(Source records begins)
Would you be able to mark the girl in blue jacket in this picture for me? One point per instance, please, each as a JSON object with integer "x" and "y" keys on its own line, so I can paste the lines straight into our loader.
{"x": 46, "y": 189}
(Source records ends)
(Source records begins)
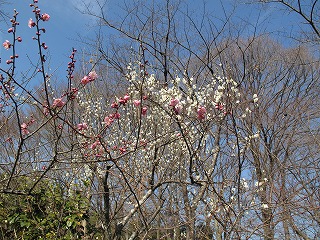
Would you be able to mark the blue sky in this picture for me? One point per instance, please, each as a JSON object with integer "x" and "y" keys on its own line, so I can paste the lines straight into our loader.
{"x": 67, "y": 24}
(Source records ends)
(Source records begins)
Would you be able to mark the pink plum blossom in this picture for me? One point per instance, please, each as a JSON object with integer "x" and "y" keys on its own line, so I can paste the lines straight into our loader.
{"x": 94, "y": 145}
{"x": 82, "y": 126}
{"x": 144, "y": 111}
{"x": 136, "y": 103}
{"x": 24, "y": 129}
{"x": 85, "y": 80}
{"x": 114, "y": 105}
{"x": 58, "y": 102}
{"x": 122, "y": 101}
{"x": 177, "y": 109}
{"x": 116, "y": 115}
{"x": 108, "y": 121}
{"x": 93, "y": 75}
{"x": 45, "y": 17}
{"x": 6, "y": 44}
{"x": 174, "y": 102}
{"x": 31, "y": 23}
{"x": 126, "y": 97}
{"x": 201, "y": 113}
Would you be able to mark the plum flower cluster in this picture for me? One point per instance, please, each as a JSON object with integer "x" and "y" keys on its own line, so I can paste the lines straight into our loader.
(Source records ends)
▸ **Task**: Reproduce exactly, and only, the part of the listing above that begins at the line with "Would you be able to mark the pink" and goes on through the line with "Would you be able to mark the plum".

▸ **Result below**:
Would you be able to mark the pink plum blossom in this picture for me? One point per instance, please, each as a JSON object with integer "x" and "y" keys on its own line, so I can paste the lines straight into our loader.
{"x": 94, "y": 145}
{"x": 82, "y": 126}
{"x": 144, "y": 111}
{"x": 136, "y": 103}
{"x": 24, "y": 129}
{"x": 85, "y": 80}
{"x": 114, "y": 105}
{"x": 58, "y": 102}
{"x": 122, "y": 101}
{"x": 177, "y": 109}
{"x": 116, "y": 115}
{"x": 108, "y": 121}
{"x": 93, "y": 75}
{"x": 45, "y": 17}
{"x": 6, "y": 44}
{"x": 174, "y": 102}
{"x": 31, "y": 23}
{"x": 126, "y": 97}
{"x": 201, "y": 113}
Would you be able to mark the plum flower cluster in this picture for me? One point per instance, please, each as a JSON object with integer "x" and "y" keys on its own line, so I can paste the lines straight into our loader.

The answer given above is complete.